**Your objective:**
Starting at the line that has "Mark every instance of the black" and ending after the line that has "x=294, y=56", can you change "background" to "backdrop" in those rows and return only those lines, leaving everything else untouched?

**Entries:**
-- Start --
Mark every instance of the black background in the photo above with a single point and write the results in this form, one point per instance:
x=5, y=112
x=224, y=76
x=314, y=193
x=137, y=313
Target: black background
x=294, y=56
-- End --
-- Start --
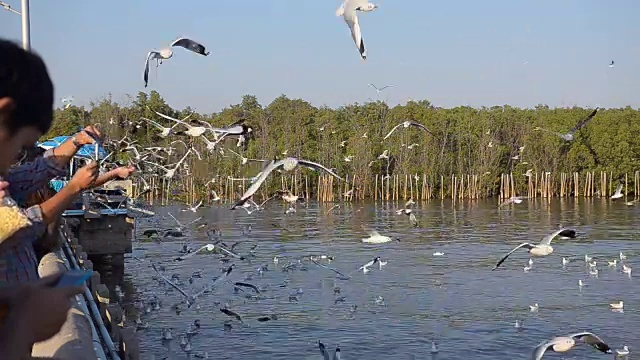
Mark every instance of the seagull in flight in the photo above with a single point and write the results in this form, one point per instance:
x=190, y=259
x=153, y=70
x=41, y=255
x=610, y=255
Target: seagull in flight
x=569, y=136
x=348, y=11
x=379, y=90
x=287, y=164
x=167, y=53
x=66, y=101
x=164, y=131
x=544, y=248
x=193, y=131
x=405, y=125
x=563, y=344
-- End --
**Answer to this task:**
Mark every instance of the black backdrop in the photo above with a single point and write the results in this form, one point per instance:
x=5, y=112
x=224, y=76
x=314, y=193
x=137, y=313
Target: black backdrop
x=294, y=56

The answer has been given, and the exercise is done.